━━━ Records supplied
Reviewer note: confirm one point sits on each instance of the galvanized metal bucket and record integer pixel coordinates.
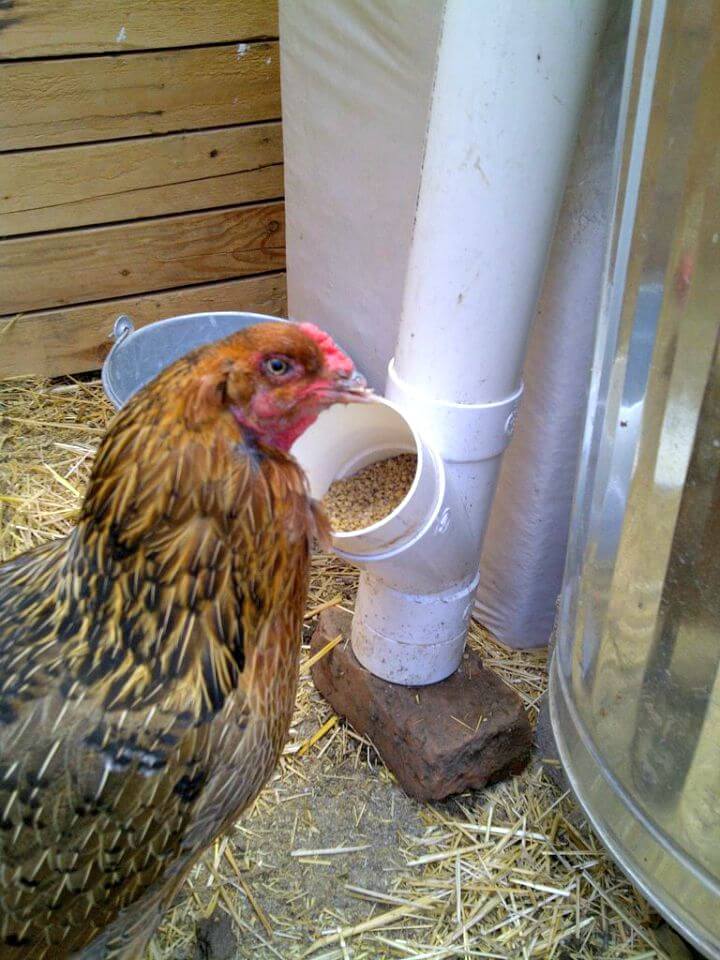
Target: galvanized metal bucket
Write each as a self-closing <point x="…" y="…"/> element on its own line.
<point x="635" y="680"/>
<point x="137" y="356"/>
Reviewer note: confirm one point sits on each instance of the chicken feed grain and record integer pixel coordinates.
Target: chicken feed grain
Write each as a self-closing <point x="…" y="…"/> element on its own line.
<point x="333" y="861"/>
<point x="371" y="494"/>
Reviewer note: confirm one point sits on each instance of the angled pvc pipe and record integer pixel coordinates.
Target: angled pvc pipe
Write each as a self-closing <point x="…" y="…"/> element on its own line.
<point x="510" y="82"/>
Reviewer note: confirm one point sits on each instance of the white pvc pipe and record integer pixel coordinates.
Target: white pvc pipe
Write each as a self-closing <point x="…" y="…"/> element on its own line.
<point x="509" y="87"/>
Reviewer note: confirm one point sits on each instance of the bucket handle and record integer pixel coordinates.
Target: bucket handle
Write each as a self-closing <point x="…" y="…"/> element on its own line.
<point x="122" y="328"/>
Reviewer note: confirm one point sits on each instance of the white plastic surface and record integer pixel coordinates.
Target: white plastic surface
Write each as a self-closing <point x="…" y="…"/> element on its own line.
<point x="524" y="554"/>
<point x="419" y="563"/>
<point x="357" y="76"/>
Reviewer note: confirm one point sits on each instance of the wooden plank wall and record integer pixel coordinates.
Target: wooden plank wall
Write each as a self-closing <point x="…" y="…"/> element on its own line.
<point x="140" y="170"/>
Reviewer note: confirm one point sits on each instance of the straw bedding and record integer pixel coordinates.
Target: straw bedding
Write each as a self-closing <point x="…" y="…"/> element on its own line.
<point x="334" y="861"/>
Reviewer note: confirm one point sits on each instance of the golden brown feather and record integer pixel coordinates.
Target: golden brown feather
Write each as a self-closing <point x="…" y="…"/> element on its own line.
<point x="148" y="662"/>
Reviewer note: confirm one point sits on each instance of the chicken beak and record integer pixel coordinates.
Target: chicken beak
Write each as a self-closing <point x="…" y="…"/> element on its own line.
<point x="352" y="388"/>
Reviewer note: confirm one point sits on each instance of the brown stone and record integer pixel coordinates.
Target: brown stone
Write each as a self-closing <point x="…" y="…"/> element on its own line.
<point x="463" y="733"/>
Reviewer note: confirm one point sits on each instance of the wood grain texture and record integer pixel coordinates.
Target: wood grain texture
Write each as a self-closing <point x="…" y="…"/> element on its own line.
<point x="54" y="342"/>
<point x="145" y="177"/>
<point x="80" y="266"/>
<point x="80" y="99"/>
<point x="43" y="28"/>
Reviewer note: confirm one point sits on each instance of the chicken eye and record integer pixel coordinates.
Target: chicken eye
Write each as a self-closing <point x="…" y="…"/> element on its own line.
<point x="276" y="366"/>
━━━━━━
━━━ Records supplied
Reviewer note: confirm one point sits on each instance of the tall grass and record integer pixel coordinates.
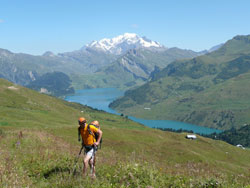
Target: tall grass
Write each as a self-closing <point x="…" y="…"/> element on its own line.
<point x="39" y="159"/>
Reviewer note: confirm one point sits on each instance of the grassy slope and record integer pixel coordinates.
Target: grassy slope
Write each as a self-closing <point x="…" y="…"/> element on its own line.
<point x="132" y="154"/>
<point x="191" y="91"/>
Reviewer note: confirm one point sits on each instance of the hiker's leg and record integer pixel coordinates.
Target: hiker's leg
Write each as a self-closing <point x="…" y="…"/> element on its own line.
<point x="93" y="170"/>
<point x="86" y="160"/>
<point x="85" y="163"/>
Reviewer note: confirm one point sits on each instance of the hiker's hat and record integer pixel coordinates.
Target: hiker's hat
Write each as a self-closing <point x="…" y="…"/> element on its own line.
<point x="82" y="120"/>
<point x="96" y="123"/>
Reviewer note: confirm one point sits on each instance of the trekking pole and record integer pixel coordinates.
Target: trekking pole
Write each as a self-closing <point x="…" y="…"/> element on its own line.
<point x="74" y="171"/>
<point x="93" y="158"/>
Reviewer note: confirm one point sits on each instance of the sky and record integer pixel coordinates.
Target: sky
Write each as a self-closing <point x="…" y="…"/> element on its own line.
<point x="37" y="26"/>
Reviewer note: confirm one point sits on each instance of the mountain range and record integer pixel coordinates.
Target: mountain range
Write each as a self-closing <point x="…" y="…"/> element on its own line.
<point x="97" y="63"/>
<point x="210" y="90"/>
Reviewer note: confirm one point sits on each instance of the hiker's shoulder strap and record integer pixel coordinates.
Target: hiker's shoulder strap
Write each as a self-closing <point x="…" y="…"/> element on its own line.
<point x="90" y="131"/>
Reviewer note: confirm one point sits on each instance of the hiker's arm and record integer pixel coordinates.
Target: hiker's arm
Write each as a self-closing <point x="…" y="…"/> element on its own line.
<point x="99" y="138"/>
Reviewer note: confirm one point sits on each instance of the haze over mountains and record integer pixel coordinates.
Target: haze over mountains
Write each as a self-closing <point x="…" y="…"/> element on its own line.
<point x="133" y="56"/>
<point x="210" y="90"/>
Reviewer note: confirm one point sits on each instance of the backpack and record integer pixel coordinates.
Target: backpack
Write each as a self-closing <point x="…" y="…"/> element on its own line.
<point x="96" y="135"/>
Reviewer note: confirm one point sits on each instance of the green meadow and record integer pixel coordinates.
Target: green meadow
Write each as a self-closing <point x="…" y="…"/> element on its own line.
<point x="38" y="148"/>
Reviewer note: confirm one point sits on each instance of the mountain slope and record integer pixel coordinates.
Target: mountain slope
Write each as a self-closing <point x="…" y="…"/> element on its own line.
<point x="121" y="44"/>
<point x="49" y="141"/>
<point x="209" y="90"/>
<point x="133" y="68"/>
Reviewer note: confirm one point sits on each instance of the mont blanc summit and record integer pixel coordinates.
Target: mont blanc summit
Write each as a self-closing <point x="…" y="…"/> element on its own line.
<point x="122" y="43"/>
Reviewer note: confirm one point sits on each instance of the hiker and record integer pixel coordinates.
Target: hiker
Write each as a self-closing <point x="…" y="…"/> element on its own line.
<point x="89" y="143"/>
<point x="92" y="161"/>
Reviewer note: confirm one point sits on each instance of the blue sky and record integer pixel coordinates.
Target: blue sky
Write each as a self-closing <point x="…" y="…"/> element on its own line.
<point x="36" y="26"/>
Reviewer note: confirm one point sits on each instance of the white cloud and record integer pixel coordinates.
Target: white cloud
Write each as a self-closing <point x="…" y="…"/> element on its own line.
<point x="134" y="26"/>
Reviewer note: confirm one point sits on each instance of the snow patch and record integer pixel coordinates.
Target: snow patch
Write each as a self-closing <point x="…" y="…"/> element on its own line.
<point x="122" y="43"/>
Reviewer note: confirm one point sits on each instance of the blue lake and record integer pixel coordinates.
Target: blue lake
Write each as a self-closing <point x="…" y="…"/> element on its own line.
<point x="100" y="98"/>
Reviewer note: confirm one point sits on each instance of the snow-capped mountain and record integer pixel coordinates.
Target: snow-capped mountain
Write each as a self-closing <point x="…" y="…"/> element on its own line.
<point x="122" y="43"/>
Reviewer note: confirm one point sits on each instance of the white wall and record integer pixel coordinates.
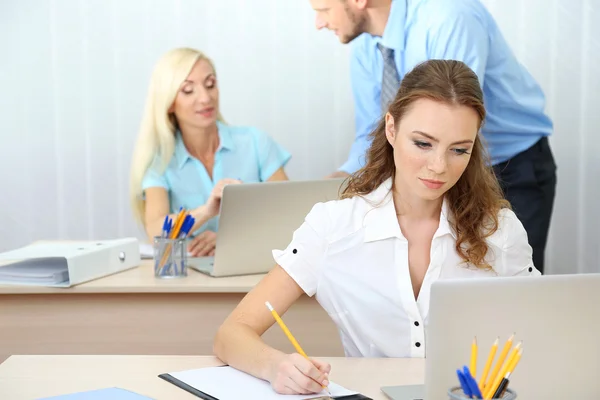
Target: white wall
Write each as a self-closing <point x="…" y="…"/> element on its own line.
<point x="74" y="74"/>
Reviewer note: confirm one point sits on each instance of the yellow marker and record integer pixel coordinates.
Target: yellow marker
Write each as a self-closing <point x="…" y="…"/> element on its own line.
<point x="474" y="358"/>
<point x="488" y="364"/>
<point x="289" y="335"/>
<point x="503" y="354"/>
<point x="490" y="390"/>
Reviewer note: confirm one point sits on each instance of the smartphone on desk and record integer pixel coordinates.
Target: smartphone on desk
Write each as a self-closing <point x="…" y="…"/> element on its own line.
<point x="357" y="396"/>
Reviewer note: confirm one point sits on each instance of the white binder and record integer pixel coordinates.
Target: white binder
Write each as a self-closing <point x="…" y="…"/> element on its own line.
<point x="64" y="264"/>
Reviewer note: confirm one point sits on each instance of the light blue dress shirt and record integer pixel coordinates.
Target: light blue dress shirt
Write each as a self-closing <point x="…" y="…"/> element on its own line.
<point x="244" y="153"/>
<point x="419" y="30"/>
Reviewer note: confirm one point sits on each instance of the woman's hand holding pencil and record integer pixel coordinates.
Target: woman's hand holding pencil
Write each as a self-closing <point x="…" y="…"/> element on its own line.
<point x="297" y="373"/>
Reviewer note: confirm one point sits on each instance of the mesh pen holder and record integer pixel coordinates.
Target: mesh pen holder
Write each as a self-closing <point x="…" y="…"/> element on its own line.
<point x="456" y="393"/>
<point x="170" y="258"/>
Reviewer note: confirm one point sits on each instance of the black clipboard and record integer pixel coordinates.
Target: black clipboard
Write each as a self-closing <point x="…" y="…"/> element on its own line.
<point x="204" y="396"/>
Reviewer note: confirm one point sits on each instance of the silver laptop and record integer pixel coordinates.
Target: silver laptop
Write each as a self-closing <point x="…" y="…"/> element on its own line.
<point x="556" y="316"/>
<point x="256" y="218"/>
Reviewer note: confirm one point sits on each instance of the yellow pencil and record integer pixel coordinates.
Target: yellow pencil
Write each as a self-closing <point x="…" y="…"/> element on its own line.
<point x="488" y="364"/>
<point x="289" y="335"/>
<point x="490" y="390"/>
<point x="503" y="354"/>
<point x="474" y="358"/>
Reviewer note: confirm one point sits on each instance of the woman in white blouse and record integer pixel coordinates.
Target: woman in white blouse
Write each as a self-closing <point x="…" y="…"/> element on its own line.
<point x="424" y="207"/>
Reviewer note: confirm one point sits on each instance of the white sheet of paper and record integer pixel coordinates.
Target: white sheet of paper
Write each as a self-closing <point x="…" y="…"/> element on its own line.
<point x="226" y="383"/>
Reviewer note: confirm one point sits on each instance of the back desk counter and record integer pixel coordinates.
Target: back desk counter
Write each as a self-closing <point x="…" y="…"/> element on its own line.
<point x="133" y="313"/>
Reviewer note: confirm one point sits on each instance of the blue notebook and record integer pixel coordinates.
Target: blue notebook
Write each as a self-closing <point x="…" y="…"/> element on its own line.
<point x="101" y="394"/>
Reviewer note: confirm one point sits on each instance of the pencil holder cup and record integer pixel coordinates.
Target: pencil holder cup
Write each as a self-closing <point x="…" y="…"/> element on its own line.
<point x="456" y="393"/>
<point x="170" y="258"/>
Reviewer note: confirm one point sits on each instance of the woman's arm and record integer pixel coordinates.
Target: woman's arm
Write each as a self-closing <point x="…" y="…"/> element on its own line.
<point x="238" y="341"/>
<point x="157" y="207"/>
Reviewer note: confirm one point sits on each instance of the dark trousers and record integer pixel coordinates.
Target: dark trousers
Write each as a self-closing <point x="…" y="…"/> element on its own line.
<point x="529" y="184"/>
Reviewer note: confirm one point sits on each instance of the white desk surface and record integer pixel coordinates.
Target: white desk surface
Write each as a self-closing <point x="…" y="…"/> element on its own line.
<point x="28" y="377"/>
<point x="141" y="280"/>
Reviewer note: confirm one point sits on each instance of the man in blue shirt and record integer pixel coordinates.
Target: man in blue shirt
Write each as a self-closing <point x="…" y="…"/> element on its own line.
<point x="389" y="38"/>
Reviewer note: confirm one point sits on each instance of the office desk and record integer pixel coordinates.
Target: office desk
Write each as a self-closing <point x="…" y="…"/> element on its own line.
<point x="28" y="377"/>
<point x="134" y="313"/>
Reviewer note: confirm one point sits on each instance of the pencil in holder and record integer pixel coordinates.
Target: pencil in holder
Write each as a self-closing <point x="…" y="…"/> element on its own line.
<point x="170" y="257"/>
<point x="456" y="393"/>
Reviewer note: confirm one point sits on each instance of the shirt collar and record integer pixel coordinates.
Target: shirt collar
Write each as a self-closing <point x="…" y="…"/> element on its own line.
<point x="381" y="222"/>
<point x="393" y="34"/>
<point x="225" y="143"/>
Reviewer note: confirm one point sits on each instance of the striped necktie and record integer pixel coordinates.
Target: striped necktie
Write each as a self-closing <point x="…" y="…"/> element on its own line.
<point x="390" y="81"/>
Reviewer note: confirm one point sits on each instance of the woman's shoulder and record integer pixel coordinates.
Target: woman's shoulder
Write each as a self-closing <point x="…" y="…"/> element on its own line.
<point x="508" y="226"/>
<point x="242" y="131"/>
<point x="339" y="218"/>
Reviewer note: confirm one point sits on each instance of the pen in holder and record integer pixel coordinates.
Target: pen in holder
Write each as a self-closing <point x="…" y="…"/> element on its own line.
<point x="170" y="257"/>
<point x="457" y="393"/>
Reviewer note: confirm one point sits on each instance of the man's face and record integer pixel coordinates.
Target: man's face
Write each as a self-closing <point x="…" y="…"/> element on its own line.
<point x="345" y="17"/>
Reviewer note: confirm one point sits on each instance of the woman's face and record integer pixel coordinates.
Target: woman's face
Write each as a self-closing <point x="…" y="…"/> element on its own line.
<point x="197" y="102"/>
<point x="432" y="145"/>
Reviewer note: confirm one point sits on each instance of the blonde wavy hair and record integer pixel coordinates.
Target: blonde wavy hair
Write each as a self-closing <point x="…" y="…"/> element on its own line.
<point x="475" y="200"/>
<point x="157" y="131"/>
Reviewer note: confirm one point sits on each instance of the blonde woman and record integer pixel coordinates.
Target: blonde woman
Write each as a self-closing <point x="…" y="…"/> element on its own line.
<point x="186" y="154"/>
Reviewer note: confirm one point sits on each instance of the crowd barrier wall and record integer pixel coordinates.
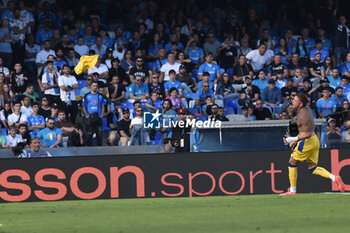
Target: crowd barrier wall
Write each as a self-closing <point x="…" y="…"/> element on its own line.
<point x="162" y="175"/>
━━━━━━
━━━ Records supplied
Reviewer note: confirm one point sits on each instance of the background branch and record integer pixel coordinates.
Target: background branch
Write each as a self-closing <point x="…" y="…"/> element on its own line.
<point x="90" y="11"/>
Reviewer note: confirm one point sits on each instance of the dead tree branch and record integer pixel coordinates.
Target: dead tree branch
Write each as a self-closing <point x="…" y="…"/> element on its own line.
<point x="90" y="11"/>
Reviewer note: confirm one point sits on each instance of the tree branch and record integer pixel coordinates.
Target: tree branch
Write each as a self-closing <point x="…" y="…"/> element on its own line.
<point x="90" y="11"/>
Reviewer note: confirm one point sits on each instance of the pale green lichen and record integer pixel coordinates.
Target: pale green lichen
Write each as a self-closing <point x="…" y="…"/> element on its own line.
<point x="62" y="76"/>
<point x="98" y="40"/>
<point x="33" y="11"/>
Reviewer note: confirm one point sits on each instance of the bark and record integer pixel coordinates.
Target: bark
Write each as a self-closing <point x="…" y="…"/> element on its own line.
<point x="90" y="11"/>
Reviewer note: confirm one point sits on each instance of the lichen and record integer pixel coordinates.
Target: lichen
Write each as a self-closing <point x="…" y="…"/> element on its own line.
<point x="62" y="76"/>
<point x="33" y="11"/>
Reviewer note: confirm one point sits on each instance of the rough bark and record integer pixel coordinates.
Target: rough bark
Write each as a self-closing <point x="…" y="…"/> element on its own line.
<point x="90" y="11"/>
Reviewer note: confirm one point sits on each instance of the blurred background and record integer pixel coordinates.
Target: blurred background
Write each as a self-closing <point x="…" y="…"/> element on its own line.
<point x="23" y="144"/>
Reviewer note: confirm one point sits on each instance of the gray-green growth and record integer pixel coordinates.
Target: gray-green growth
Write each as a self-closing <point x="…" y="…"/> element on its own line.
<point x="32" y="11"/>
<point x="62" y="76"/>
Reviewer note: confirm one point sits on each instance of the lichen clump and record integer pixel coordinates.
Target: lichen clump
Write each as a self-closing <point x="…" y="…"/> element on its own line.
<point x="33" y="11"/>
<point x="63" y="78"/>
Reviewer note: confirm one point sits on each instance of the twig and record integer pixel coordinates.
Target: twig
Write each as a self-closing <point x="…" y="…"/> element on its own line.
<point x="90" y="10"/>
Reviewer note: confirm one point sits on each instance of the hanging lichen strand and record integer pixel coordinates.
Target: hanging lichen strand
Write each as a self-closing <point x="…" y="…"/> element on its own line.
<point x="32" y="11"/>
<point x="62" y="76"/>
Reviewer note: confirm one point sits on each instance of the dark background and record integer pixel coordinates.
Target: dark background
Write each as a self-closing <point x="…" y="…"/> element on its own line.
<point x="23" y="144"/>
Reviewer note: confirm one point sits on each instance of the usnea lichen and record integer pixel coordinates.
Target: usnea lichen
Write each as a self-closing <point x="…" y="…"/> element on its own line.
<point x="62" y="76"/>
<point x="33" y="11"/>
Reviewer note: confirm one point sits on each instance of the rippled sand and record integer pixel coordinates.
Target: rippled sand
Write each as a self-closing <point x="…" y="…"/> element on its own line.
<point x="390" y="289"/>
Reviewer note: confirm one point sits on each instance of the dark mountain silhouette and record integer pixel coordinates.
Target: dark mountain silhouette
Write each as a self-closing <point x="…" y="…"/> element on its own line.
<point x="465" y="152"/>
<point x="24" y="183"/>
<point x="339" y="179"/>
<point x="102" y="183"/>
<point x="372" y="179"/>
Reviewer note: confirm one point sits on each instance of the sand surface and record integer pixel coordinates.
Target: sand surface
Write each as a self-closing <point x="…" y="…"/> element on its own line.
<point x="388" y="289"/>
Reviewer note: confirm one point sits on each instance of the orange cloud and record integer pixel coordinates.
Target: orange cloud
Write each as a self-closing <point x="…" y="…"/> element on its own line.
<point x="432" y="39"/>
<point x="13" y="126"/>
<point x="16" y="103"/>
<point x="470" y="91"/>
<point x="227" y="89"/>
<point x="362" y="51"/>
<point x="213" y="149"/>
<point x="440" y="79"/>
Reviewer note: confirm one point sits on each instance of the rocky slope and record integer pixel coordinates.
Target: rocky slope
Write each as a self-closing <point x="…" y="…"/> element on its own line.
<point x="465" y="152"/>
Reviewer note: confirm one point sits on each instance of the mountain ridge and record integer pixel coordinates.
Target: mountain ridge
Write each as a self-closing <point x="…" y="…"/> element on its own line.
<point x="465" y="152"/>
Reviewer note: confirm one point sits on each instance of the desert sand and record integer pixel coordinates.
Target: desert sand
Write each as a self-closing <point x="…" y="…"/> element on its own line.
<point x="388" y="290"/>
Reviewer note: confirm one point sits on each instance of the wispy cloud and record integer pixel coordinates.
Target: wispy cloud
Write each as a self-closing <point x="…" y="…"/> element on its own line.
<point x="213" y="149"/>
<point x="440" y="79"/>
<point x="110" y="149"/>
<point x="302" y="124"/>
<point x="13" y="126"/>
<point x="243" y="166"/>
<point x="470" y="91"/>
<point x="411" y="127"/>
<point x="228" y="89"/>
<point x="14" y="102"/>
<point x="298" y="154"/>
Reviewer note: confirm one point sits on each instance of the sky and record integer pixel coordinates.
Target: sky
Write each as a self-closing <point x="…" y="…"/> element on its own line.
━━━━━━
Which lines of the records contain the word "haze"? Show every such line in full, matching case exactly.

## Solution to the exercise:
Reviewer note: confirm one point sits on each instance of the haze over mountains and record integer pixel coordinates.
Target: haze over mountains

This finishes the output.